▸ Exercises to complete
(a) According to the passage on diabetes and driving, in what year did the U.S. Supreme Court decide Bell v. Burson?
(b) Reproduce the passage on diabetes and driving word for word, beginning with the words "Low Blood Sugars" and stopping after the words "to avoid problems.".

Passage to read START

In 1971, the U.S. Supreme Court held in Bell v. Burson that driving is an “important interest” that may not be taken away from a licensed driver without a government agency’s providing procedural due process.
In 1983, the California Supreme Court found that the revocation or suspension of a license “can and often does constitute a severe personal and economic hardship,” in Berlinghieri v. Department of Motor Vehicles .
And, in 1993, a California Court of Appeals noted that a person with insulin-dependent diabetes is not automatically subject to license forfeiture or nonrenewal, and an agency may do so only if the diabetes affects the driver’s safe operation of a motor vehicle (People v. Superior Court [Wilson]).
Low Blood Sugars and Driving
No one with any sense would get behind the wheel knowing his or her blood sugar is at 50 mg/dl. Unfortunately, too many persons do so without knowing it because they did not check, or they keep driving after many hours without pulling over to check their blood sugar and eat (see accompanying story “Diabetes and the Open Road,” p. 17). The obvious precautions of testing and eating are the easiest ways to avoid problems.
Among the many side effects that can arise from hypoglycemia are problems with driving safety and maintaining a driver’s license. But, just as other diabetic complications can be controlled and avoided with proper planning and care, so can driving problems.
As an attorney who has type 1 diabetes, I am familiar with these problems, both from my own experiences and those of persons I have represented before the Department of Motor Vehicles (DMV) in California. As long as you have already demonstrated the ability to drive safely and received a license, you have a right to operate a motor vehicle (some DMV officers mistakenly believe that it is a privilege).
When I appear with clients before DMV hearing officers to seek reinstatement of a license, I emphasize that my client will be prepared to avoid and handle hypoglycemic events when driving in the future.
I work with my clients to make certain they are aware that frequent testing of blood sugars is critical to maintaining safety as a driver (in addition to all the other safety and health reasons). Whenever a person taking insulin is about to drive, it is essential to know that his or her blood sugar is at a proper level. Proper meal planning before and during a long drive is also critical.

Passage to read END
Study material START

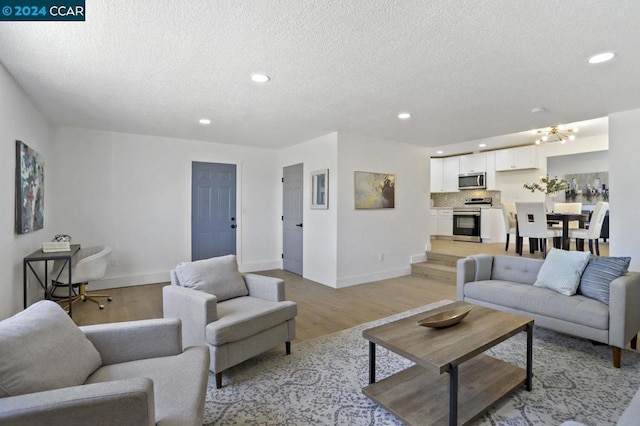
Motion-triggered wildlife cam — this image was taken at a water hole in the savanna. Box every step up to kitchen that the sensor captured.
[411,262,456,283]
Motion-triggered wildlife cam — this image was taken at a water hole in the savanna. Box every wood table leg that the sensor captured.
[449,361,458,426]
[369,342,376,384]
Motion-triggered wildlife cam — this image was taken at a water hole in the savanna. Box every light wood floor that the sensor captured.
[73,240,608,341]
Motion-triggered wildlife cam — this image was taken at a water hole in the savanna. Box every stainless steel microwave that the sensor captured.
[458,172,487,189]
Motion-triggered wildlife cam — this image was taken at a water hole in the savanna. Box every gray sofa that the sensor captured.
[0,301,209,426]
[457,255,640,368]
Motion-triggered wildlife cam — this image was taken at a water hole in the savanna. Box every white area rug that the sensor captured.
[205,302,640,426]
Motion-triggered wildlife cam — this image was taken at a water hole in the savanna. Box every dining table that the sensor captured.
[516,212,589,253]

Study material END

▸ Outputs by task
(a) 1971

(b)
Low Blood Sugars and Driving
No one with any sense would get behind the wheel knowing his or her blood sugar is at 50 mg/dl. Unfortunately, too many persons do so without knowing it because they did not check, or they keep driving after many hours without pulling over to check their blood sugar and eat (see accompanying story “Diabetes and the Open Road,” p. 17). The obvious precautions of testing and eating are the easiest ways to avoid problems.